§ **THE DATA**:
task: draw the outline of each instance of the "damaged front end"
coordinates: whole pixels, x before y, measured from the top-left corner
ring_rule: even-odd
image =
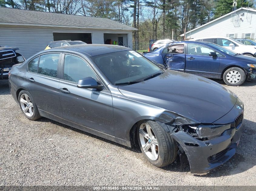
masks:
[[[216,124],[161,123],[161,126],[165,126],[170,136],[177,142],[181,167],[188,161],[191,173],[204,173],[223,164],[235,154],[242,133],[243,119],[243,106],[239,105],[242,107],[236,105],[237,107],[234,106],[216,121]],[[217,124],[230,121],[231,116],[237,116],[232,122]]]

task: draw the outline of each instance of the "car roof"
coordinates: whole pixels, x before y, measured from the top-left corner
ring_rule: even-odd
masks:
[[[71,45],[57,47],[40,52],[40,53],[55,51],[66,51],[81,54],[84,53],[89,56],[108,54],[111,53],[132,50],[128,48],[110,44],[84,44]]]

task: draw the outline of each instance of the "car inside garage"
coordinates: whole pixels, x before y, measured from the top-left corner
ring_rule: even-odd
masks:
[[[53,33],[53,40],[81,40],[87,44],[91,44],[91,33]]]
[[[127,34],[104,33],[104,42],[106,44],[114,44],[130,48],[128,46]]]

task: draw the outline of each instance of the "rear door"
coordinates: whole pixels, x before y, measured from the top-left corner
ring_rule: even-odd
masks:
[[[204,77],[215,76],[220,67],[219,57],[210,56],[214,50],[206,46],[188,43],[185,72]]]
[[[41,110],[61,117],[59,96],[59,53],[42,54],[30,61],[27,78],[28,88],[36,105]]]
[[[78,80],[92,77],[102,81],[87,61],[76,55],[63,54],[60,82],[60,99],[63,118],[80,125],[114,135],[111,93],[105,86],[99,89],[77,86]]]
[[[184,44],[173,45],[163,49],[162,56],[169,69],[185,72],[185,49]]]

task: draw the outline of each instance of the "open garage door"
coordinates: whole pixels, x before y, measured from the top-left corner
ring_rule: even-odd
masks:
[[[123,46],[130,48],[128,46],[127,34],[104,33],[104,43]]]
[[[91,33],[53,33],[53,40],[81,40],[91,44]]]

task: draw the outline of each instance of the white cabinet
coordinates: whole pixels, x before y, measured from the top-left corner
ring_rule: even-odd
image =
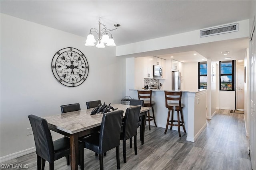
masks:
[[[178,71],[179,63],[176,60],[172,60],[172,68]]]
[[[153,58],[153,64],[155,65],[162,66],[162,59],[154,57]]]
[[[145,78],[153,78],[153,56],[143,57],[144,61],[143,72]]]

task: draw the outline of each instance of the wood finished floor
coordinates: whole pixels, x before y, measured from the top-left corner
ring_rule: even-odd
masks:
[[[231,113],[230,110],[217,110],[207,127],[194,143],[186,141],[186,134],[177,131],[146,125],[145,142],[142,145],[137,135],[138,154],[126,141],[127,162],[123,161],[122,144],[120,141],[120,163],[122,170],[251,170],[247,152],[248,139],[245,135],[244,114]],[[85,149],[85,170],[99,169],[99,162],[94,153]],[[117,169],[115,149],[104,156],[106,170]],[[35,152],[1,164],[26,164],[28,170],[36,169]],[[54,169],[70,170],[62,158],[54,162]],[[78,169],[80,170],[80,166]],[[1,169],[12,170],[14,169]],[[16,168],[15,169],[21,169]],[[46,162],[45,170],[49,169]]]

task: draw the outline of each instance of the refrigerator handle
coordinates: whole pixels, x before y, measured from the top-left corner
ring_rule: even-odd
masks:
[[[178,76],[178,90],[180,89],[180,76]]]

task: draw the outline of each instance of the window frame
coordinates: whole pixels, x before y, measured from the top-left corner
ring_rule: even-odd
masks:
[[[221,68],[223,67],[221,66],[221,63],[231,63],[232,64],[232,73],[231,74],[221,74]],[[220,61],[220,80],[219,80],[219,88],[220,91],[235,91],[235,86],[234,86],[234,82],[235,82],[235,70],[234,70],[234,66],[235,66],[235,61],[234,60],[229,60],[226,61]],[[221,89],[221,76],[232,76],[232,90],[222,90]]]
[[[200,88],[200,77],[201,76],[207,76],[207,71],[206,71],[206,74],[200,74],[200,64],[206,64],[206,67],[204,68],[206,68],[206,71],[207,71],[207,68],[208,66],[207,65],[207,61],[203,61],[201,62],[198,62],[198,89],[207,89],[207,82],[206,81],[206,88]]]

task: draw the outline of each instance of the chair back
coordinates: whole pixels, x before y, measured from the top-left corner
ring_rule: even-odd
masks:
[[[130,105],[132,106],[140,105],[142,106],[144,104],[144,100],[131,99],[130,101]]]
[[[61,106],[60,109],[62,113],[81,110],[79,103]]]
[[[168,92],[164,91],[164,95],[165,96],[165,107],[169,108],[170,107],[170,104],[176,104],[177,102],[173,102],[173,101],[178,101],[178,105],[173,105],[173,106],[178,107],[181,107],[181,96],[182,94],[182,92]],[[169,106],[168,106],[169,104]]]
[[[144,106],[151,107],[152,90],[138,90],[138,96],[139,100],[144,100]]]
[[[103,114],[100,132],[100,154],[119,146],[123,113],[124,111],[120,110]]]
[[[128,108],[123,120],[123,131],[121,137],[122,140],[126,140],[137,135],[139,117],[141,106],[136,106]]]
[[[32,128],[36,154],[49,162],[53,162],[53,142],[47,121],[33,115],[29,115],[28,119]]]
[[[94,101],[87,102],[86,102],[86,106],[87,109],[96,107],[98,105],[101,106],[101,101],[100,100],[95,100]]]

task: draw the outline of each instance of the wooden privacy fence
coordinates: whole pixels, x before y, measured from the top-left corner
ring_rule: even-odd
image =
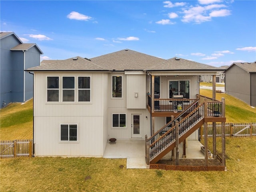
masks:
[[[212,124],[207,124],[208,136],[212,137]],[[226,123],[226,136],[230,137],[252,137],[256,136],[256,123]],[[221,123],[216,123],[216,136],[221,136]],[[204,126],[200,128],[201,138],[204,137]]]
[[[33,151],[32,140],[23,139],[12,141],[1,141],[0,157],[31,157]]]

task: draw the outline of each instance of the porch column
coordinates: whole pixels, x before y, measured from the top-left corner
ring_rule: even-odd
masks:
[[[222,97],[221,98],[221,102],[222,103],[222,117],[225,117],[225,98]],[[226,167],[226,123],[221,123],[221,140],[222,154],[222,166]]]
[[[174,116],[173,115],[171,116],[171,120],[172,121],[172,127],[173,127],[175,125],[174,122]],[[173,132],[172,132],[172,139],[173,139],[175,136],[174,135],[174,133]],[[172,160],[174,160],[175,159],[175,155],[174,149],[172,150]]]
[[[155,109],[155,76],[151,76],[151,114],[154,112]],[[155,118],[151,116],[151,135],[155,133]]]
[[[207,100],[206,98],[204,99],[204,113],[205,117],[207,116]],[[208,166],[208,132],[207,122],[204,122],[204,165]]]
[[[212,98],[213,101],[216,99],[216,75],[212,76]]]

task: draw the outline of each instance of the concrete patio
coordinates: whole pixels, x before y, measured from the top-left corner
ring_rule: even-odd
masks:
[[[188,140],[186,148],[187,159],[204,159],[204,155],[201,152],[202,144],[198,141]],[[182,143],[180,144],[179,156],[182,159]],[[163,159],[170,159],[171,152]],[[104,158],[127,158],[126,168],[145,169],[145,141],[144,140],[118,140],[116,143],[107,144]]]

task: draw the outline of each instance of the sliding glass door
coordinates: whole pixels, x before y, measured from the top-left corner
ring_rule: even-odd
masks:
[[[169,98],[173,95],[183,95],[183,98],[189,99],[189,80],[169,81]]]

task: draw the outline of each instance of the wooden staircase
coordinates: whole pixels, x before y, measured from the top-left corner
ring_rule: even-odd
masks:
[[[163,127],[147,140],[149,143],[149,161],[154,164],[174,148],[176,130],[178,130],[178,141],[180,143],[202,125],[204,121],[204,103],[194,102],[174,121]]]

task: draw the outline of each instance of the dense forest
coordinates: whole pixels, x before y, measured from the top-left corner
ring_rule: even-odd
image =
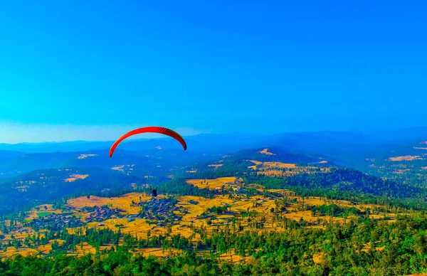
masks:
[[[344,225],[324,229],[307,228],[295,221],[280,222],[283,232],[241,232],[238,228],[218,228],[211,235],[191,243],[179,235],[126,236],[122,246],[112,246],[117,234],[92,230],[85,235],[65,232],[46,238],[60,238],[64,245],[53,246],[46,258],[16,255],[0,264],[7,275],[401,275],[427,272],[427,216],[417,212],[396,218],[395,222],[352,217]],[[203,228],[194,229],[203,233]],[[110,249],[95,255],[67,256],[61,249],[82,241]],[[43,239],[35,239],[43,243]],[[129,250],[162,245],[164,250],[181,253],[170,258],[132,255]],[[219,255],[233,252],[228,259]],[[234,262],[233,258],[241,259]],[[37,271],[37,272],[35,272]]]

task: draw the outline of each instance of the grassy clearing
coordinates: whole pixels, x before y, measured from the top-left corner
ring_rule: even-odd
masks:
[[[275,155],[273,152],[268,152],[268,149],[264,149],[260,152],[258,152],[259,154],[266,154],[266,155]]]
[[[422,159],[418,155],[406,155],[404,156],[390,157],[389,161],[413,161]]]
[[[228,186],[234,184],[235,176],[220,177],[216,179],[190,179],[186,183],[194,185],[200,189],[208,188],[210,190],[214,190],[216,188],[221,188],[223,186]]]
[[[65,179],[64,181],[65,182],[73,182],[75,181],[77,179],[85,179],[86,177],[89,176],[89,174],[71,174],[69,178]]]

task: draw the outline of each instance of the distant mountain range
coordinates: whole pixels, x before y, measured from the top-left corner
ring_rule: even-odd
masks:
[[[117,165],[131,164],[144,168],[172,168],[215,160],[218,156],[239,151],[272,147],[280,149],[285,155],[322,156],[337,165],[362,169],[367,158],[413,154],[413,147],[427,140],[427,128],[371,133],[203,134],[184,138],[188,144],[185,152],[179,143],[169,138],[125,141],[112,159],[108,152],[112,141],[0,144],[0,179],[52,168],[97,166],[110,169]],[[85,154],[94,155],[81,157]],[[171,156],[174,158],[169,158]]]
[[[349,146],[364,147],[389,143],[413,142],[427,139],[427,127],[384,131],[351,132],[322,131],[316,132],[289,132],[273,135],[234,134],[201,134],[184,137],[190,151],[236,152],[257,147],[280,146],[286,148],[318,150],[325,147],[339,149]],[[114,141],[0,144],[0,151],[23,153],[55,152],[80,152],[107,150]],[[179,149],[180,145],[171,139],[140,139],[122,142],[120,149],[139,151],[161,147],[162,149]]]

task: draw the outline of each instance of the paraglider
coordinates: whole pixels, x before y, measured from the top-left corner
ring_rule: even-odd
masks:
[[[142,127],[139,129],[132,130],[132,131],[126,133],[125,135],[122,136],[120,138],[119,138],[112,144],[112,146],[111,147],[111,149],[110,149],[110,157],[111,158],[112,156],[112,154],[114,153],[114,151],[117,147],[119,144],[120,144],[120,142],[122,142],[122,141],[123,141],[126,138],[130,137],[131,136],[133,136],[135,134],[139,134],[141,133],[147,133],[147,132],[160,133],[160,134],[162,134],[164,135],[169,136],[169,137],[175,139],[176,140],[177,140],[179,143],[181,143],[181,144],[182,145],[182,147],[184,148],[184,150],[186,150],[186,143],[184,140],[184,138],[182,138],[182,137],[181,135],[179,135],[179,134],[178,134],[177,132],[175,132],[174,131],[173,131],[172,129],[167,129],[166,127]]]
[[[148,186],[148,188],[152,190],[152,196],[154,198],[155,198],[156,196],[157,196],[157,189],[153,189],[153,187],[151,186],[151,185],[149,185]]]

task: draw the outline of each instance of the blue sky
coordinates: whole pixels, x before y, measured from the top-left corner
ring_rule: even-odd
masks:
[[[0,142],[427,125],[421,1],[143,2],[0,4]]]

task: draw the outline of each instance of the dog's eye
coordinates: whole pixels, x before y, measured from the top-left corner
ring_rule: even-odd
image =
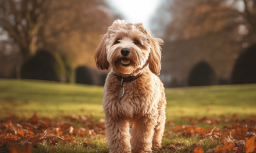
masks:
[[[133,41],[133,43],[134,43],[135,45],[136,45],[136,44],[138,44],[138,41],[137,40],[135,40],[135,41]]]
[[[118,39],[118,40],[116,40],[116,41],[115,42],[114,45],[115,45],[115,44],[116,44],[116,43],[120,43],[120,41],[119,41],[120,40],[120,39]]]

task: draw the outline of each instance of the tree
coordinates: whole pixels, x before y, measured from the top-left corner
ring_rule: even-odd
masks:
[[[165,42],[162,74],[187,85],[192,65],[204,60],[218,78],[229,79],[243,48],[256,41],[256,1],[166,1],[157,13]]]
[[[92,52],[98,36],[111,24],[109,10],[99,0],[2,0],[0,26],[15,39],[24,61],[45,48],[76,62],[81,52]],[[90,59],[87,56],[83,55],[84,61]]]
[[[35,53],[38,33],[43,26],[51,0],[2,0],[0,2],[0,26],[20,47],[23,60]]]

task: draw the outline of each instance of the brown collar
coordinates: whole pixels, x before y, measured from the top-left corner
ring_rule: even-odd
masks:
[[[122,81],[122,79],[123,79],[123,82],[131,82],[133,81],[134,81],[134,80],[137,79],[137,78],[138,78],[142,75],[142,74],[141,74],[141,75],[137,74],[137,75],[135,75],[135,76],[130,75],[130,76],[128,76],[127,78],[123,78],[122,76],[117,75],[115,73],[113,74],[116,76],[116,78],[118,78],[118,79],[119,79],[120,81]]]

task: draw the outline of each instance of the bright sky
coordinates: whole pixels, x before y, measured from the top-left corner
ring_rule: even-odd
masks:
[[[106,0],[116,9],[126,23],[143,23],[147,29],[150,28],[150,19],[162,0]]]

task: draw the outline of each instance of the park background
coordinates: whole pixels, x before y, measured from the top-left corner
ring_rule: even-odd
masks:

§ **TASK BRIEF**: Every line from the one containing "task: draw the outline of each instance of the brown" through the last line of the entries must be written out verbatim, and no other line.

§ **SOLUTION TO THE EXERCISE**:
task: draw the outline of each instance of the brown collar
coordinates: whole pixels, x before y, measured from the top-left corner
ring_rule: even-odd
masks:
[[[122,81],[122,79],[123,79],[123,82],[131,82],[133,81],[134,81],[134,80],[137,79],[137,78],[138,78],[142,75],[142,74],[141,74],[141,75],[137,74],[137,75],[135,75],[135,76],[130,75],[130,76],[128,76],[127,78],[123,78],[122,76],[117,75],[115,73],[113,74],[116,76],[116,78],[118,78],[118,79],[119,79],[120,81]]]

task: draw the outline of each instance of the bright sky
coordinates: whole pixels, x before y, measured from the top-left corner
ring_rule: even-odd
masks:
[[[106,0],[116,9],[126,23],[143,23],[147,29],[150,28],[150,19],[162,0]]]

task: draw the outline of each instance of the park background
coordinates: whole pixels, x before y, measured from the top-left corner
ring_rule: even-odd
masks:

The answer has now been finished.